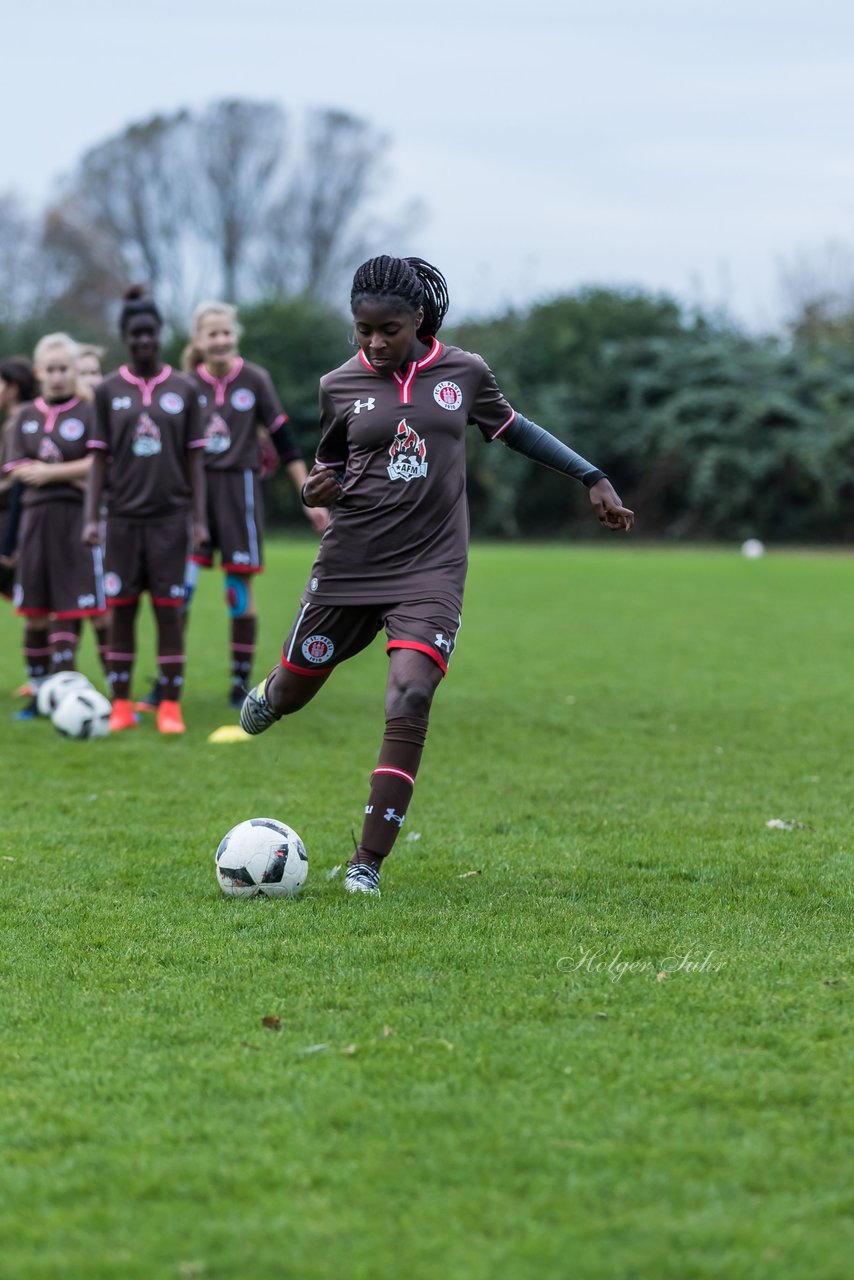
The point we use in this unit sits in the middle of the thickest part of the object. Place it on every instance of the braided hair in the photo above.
(411, 282)
(137, 302)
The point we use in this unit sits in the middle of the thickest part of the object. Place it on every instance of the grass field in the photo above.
(599, 1024)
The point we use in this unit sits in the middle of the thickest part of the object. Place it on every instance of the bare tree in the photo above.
(19, 278)
(323, 227)
(136, 190)
(818, 288)
(81, 268)
(242, 151)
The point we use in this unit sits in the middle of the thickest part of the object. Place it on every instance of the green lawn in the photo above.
(622, 1050)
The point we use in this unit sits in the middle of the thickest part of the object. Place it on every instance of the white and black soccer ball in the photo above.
(53, 690)
(263, 856)
(82, 713)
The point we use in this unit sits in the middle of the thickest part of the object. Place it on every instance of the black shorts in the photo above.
(234, 520)
(146, 554)
(324, 635)
(56, 574)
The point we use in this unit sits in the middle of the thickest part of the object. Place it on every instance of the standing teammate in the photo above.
(147, 430)
(58, 580)
(17, 385)
(392, 462)
(237, 400)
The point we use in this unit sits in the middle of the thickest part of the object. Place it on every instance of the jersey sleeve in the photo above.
(333, 449)
(14, 451)
(99, 437)
(491, 411)
(275, 420)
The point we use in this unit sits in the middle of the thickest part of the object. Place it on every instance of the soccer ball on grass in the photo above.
(263, 856)
(82, 713)
(53, 690)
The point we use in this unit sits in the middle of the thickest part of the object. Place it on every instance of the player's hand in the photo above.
(322, 488)
(318, 517)
(608, 507)
(35, 474)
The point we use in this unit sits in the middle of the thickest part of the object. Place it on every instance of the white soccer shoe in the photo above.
(362, 878)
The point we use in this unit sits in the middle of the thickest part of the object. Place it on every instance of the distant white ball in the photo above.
(261, 855)
(82, 713)
(53, 690)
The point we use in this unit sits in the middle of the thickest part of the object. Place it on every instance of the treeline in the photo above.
(709, 433)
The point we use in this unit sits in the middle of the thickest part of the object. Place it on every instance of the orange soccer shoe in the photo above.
(169, 718)
(122, 716)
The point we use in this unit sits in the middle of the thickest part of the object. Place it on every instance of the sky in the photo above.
(698, 147)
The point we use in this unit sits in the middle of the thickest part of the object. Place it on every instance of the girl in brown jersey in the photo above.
(391, 464)
(147, 430)
(240, 406)
(58, 581)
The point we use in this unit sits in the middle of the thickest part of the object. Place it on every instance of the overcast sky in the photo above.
(679, 145)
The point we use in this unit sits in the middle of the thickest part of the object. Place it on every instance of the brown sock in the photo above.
(242, 647)
(37, 653)
(170, 652)
(392, 782)
(123, 649)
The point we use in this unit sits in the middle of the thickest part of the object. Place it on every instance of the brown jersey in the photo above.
(400, 530)
(50, 433)
(233, 407)
(146, 426)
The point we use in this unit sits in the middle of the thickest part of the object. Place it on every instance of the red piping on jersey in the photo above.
(405, 380)
(419, 648)
(219, 384)
(503, 426)
(53, 411)
(146, 384)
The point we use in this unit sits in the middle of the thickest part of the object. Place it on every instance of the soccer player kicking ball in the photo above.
(391, 464)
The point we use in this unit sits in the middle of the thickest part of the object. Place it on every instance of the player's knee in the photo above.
(412, 698)
(238, 597)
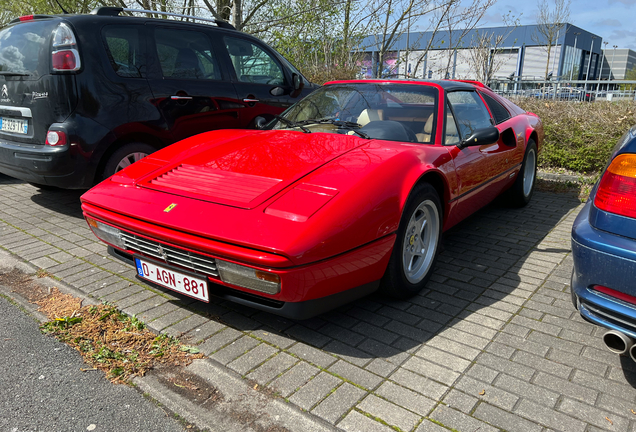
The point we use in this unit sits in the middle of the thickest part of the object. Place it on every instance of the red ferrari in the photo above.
(346, 193)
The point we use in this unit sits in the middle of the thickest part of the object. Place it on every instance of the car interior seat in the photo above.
(187, 65)
(369, 115)
(425, 136)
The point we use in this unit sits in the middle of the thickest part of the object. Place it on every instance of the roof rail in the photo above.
(115, 11)
(473, 82)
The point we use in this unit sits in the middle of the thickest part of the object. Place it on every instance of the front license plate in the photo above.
(14, 125)
(189, 285)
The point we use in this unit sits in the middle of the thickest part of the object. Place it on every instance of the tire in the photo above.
(521, 191)
(409, 271)
(124, 156)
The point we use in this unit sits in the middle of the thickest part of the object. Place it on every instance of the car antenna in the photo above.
(61, 7)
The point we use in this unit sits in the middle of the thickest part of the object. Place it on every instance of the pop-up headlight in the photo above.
(106, 233)
(248, 277)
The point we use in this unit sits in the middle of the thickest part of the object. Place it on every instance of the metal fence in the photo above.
(588, 91)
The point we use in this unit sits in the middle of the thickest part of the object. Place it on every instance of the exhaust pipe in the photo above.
(632, 352)
(618, 342)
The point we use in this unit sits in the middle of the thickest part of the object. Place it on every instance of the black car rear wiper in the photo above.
(353, 126)
(293, 123)
(9, 73)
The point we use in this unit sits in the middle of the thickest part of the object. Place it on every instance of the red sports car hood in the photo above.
(244, 168)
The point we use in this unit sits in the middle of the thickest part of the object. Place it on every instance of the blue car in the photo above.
(604, 251)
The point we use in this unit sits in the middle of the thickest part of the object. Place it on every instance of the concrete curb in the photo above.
(563, 178)
(241, 409)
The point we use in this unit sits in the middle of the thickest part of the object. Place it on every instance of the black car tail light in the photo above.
(65, 57)
(55, 138)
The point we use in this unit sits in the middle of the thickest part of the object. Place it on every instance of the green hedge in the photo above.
(580, 136)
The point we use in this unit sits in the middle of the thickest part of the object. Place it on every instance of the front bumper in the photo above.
(602, 258)
(306, 290)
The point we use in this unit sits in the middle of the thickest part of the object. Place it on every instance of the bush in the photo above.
(580, 136)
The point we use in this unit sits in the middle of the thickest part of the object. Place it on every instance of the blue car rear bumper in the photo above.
(602, 258)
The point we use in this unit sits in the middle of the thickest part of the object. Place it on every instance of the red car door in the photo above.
(481, 170)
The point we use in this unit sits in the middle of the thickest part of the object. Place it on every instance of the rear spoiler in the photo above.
(30, 18)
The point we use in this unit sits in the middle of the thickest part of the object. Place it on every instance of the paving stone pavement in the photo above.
(492, 344)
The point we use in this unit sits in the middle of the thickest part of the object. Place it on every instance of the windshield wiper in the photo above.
(293, 124)
(353, 126)
(9, 73)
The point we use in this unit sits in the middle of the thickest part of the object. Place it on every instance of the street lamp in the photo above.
(612, 66)
(600, 77)
(589, 63)
(576, 35)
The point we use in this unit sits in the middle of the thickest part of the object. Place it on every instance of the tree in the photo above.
(550, 22)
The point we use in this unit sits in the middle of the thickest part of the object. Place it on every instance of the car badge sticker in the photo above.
(162, 253)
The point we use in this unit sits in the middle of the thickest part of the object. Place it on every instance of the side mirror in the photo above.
(298, 85)
(259, 122)
(485, 136)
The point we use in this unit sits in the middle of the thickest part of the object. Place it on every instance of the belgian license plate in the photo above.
(189, 285)
(14, 125)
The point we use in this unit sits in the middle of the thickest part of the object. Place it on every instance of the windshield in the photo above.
(24, 48)
(395, 112)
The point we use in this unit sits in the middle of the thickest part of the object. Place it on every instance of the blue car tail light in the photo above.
(617, 190)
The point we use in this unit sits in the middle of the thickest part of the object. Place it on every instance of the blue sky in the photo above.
(613, 20)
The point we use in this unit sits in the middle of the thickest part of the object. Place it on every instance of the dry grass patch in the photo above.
(110, 340)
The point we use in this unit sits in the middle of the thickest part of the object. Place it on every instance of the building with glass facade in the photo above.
(520, 52)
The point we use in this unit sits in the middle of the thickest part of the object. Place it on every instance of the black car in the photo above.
(83, 96)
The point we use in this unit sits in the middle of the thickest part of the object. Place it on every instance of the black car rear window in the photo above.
(24, 48)
(125, 51)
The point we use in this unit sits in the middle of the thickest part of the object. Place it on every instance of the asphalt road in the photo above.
(42, 388)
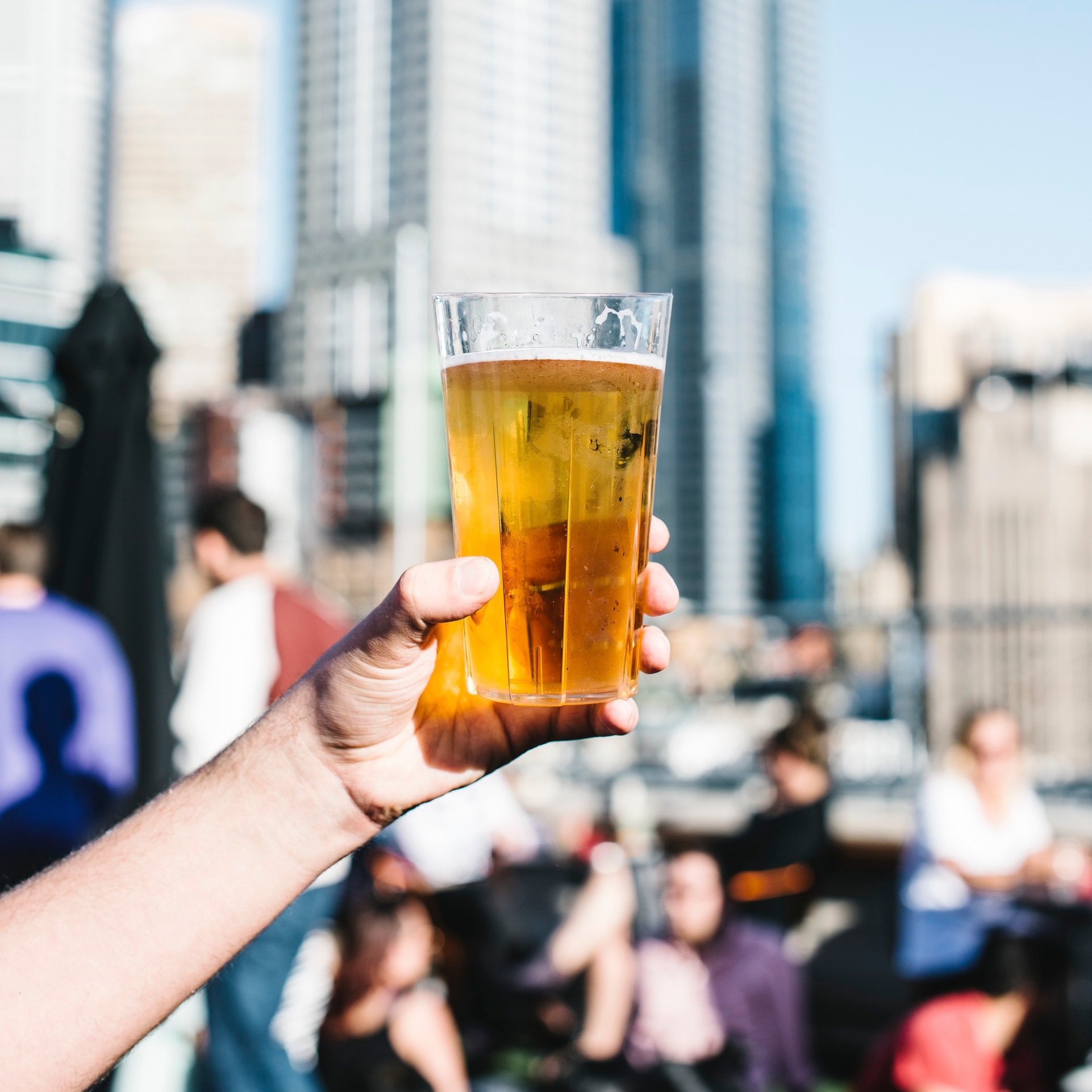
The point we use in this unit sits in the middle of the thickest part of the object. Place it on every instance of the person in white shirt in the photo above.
--------
From the data above, write out everything exactly except the pictures.

*Completed task*:
The point we use in this unit sits in the middle of the thickest part of the object. Place it on every instance of the braided hair in the photo above.
(411, 282)
(137, 302)
The point we use in this unit sits in the middle of the thickest part of the object. Place it on every instance of the grass field in the photo above.
(599, 1024)
The point we use in this unit sits in the middle of the thickest part of the object. Place it on every instance of the bare tree in the photo above.
(19, 278)
(323, 227)
(136, 190)
(818, 288)
(81, 268)
(242, 151)
The point we use in this unit sits in the middle of the thickest part of the object. Place it on every instance of the green lawn in the photo above.
(622, 1050)
The point we use in this unit sits in the middle of the thickest part of the object. Place it on every instance of the white and black soccer ball in the photo above.
(53, 690)
(263, 856)
(82, 713)
The point we use in this unit sits in the middle of the thickest part of the object. Place it on every instance of the black shorts in the photo above.
(234, 520)
(146, 554)
(324, 635)
(56, 574)
The point we use in this unit sits in the middle of the thickest part of the object. Place it on every instance of the standing teammate in the photo above.
(147, 430)
(58, 580)
(17, 385)
(392, 462)
(237, 400)
The point we use in this unit sits in the middle of the thickest part of the object. Place it on every instance of the jersey sleeve in the photo above.
(333, 449)
(14, 451)
(99, 437)
(491, 411)
(275, 420)
The point we use in this unit sits in the middle of the thickest part of the object. Place it on every instance of the soccer ball on grass in the photo above.
(263, 856)
(82, 713)
(53, 690)
The point we use in this unit sits in the middle of the thickest part of the object. Place it on every instance of the player's hand in the photo above.
(322, 488)
(318, 517)
(608, 507)
(35, 474)
The point we use in this unit sits in the middle of the thickest part of the object. Place it on every instance of the white soccer shoe in the photo above.
(362, 878)
The point we use in this unit sits in the middle of the thickest part of the object. Place it on every instance of the distant white ball in the photo above.
(261, 855)
(82, 713)
(53, 690)
The point we use in this unit sits in the middle of the thickest part of the object. Place it on every instance of the treeline in the photo above.
(709, 433)
The point we use in this unit sits in the middle of the thickest part of the object. Place it on every instance of the orange soccer shoe in the photo above.
(169, 718)
(122, 716)
The point we use in this unit sits in the middle of the thickest part of the object. Place it on every instance of the sky in the photo above.
(698, 147)
The point we use in this unit sits in the middle of the thickest part of the object. Place it on every instance of the girl in brown jersey in the photo above.
(391, 464)
(147, 430)
(240, 406)
(58, 581)
The point we use in this unit sits in the middle of the thickest part of the object. Place it on every instance of the overcast sky in the photo above.
(679, 145)
The point we use in this unit sits in the middle of the thickest part of the object. Place it on every instance of the brown sock in the photo above.
(242, 647)
(37, 653)
(170, 652)
(392, 782)
(123, 649)
The point we use in this unit sits in the middle of the thickest part of the object. Place it on every instance of the brown jersey in the photo above.
(400, 530)
(50, 433)
(233, 407)
(146, 426)
The point we use in this unit sits in the middle of the thickest part of the object. Place it on every instance of the red piping on jersey in the photo above.
(405, 380)
(419, 648)
(219, 384)
(503, 426)
(53, 411)
(146, 384)
The point we use in this unit sits in the middle of the thickest part of the object. Place it on every instance of the soccer player kicking ball in the photo above.
(391, 464)
The point we use in this unit sits in the middle of the thickest part of the object. Place it on every instance of the player's knee in the photo above.
(412, 698)
(238, 597)
The point we use in this unit sits in the middle of the thickest part of the object. Place it on every instance of the red ferrari in the photo above.
(346, 193)
The point we use in this unit sits in the middle of the thickest part of the object. Place it on every instance of the car interior seat in the photo above.
(187, 65)
(369, 115)
(425, 136)
The point we use in this unit sits in the middle of the thickest part of the object. Place it on every instance of the roof rail in the photo above.
(115, 11)
(473, 82)
The point we use in this unit sits in the middle of the thickest part of the object. Place it on every instance of the front license plate in the photo above.
(14, 125)
(189, 285)
The point we use in this unit sits in the middle of the thickest part of the object. Place it on every instance of the tire in the photo above.
(521, 191)
(409, 271)
(124, 156)
The point we use in this unit sits in the middle of the thickest part of the object. Place it on every instance of the car antenna in the photo above.
(61, 7)
The point we use in this unit sits in the middle of the thickest part of the object. Place it on every instance of the pop-up headlight in the photo above.
(106, 233)
(248, 277)
The point we use in this unit sits in the middle of the thickest part of the object. Place it on every instance of the metal fence in the photo above.
(588, 91)
The point we use in this unit sits in the middle of the thickest part of the object. Place it on every instance of the exhaust pipe in the photo above.
(632, 352)
(618, 342)
The point we use in this unit sits in the middle of the thickest part of the object. Place it on every instance of the black car rear wiper in the photo above.
(353, 126)
(293, 123)
(9, 73)
The point we use in this unit sits in the middle of the thickest part of the object. Place it on every instance of the red sports car hood in the photo above.
(244, 168)
The point we use in this unit sits in the middle of the thickest part of the object. Place it on every instance of the blue car in the photo above.
(604, 251)
The point we use in this unit sits in the middle of the thickest part of the object. Place it on every instance of the concrete curb in the photo above.
(563, 178)
(241, 409)
The point we use in this unit sits in the middle of the thickest part of the object. Place it on every instance of the black car tail light in the photo above.
(65, 57)
(55, 138)
The point we use in this unit sits in the middle of the thickest part of the object. Place it on every instance of the green hedge in the photo above.
(580, 136)
The point we use in this unit sits in the middle of the thickest part of the object. Place it on every instance of the front bumper in the photo above.
(602, 258)
(306, 290)
The point we use in this unit sits in the middle of the thickest part of the object. Place it on every instance of the bush in the photo above.
(580, 136)
The point we use in this unit sits in the middle of the thickest part of the object. Place it on every instance of the blue car rear bumper in the photo above.
(602, 258)
The point we use in this unit sits in the middle of the thickest part of the object. Place it on every instance of the red car door in the photo above.
(481, 170)
The point we use in this unit sits in the middle of the thickest part of the object. Place it on every instance of the rear spoiler in the photo above.
(30, 18)
The point we use in this unit sits in the middle of the thickest part of the object. Place it on every instance of the paving stone pavement in the photo above.
(492, 344)
The point we use in this unit sits in the middle of the thickest part of the object. Place it on every instance of the windshield wiper in the photo above.
(293, 124)
(353, 126)
(9, 73)
The point we use in this unit sits in the middle of the thickest part of the object. Place it on every instance of the street lamp in the photo above.
(612, 66)
(600, 77)
(589, 63)
(576, 35)
The point we use in this unit sits in the middle of the thickest part of the object. Place it on every instance of the tree in the photo above.
(550, 22)
The point we use in this unit sits in the middle of the thickest part of the object. Place it on every instance of the car badge sticker in the photo above.
(162, 253)
The point we use in this unit sits in the middle of the thickest part of the object. Place it on every instance of the side mirror in the photo above.
(298, 85)
(259, 122)
(485, 136)
The point we use in this unit sits in the middle of the thickest part of the object. Place it on every instance of the belgian license plate in the photo above.
(189, 285)
(14, 125)
The point we use in this unit sits in the middle of the thickest part of the object. Place it on every instance of the windshield in the photo above.
(24, 48)
(395, 112)
The point we use in this unit sits in the middle of the thickest part of the object. Place it on every instance of the blue car tail light in the photo above.
(617, 190)
The point we use in this unit sits in the middle of the thickest part of the object. Place it on every instance of the blue sky in the photo above.
(613, 20)
The point we use in this unit sits in the middle of the thickest part of the object. Place it on every instance of the dry grass patch in the photo above.
(110, 340)
The point we use in this unit sits in the middle of the thickest part of the object. Place it on every instance of the building with glass facade in the photo above.
(520, 52)
The point we use in this unit sits in the middle of the thickest part of the object. Place it on every instance of the black car in the photo above.
(83, 96)
The point we use in this unit sits in the middle of the thickest part of the object. Place it on every instance of the black car rear window in the photo above.
(24, 48)
(125, 51)
The point we use in this unit sits in the middle of the thickest part of the object. Place it on every instance of the asphalt road in the photo above.
(42, 388)
The point we use in this unit sits in the middle of the thickest part of the object. Place it on every instance of the person in white shirt in the photo above.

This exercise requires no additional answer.